### EXTRACT PROVIDED
My treatment consists of 3 ‘cycles’ of drug therapy.

The irony of my t-shirt was completely lost on my first day at hospital.

Each cycle starts with a period of 5/6 days in hospital where I am pumped full of Ifosfamide, Etoposide and Cisplatin for 20 hours each day before being sent home to rest for 2 weeks before the next cycle. It’s in the period of ‘rest’ that your white blood cell count drops and you are left to feel the full (side) effects. My first few days in hospital were a breeze of friends, family and food. The next few were pretty ropey.

My temperature soared and I could barely get out of bed. The worst part of it all is that, for all but about 4 hours of the day (and night), you are connected to a drip. I can’t tell you how quickly I lost patience with my bladder’s insistence that, despite deliberately not having drunk anything for the past few hours, it would very much like now to deposit as close to a litre of liquid into the bathroom. ‘A litre’ you ask? Yes a litre. ‘How do I know’, you definitely don’t ask? Well I’ve been told to ‘log’ (sorry) amount going in with the amount going out in case my kidneys pack up from treatment.

Thumbs up. N.B. The coil of tubing. Cute, yes? No.

Anyway, I was finally unplugged and sent on my unsteady way, accompanied by my sister back home to stock up the fridge and prepare to hibernate.

Except that’s not really how it’s worked out. Other than a couple of days where I’ve spent most of the day sleeping, I’ve been pretty much ok. I’ve managed to get out and I haven’t yet been sick. I have experienced some cravings and changes in my taste-buds. But this is no worse than expecting a lime chilli taco and getting a mouthful of oyster-hammock. In fact the worst part so far has been the fact that for the first week my brain has been replaced by a satchel full of fog and wet wipes.  I’ve developed a sudden incapacity to remember where I was coming from or going to. Like walking into a room and not only forgetting why you’re there but wondering how it is that gravity works. This goes for conversations too. Beyond simply losing track of your train of thoughts, I have got to the point where I find myself looking in on my on conversation watching the whole thing implode in a cloud of ash and ‘WTF’. Everything seems to take a lot longer, and generally needs restarting (e.g. I began this blog post in 1989). Now, where was I? Oh yes, The Cuban Missile Crisis

What? This old thing? How embarrassing.

So far, so to be expected. Then I ran out of a couple of my anti-sickness drugs (one of which my oncologist said was ‘total shit’ anyway) and for some strange reason I have now returned almost completely back to normal. I should emphasise the ‘strange’ there as well, given that I was left  a message from said oncologist this afternoon who told me that after my blood was taken yesterday, they’ve found that my white blood cell count has dropped prematurely and that I was most likely experiencing chronic fatigue. I listened to this message whilst enjoying a meal at Wagamama‘s shortly after a 30 minute run. I’m now beginning to wonder whether in fact the bags full of toxic chemicals weren’t mistakenly replaced by a large pouch of Um Bongo.


Through the course of the final week before I was due to go into hospital I must have looked like a ‘bucket-lister’. Every meal I had, or friend I saw was ‘the last before treatment’. I rushed around seeing as many people as I could, packing in as much fun as possible. I even raced up to Norfolk with a friend the day before hospital to drive an old sports car to the beach where I lay wondering if it might be alright if we could all ‘forget about the whole cancer thing thank you very much’. But it came. And went. As did hospital. And you know what? It’s not been that bad*.  So here I am, almost 2 weeks down. 7 weeks to go. I’m about to go to the gym. At least I think it was the gym. It was the gym or Button Moon. One of the two. Let’s just hope I don’t break anything and need that X-Ray.

(*this line will be deleted if it gets really bad – never, ever quote me on it).

### RECORDS PROVIDED
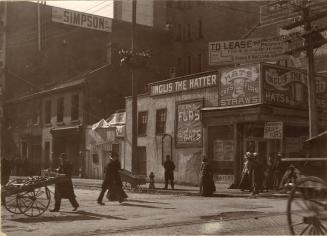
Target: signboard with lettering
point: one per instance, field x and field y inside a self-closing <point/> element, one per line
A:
<point x="273" y="130"/>
<point x="247" y="51"/>
<point x="81" y="19"/>
<point x="188" y="123"/>
<point x="239" y="86"/>
<point x="186" y="83"/>
<point x="223" y="150"/>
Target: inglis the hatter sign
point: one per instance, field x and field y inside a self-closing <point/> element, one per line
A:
<point x="81" y="19"/>
<point x="239" y="86"/>
<point x="198" y="81"/>
<point x="247" y="51"/>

### REQUIRED ACTION
Reproduce, word for word, the stretch of the chemotherapy blog post from "My temperature soared" through "Cute, yes? No.". Work only from the blog post about chemotherapy, setting the entries aside.

### OUTPUT BELOW
My temperature soared and I could barely get out of bed. The worst part of it all is that, for all but about 4 hours of the day (and night), you are connected to a drip. I can’t tell you how quickly I lost patience with my bladder’s insistence that, despite deliberately not having drunk anything for the past few hours, it would very much like now to deposit as close to a litre of liquid into the bathroom. ‘A litre’ you ask? Yes a litre. ‘How do I know’, you definitely don’t ask? Well I’ve been told to ‘log’ (sorry) amount going in with the amount going out in case my kidneys pack up from treatment.

Thumbs up. N.B. The coil of tubing. Cute, yes? No.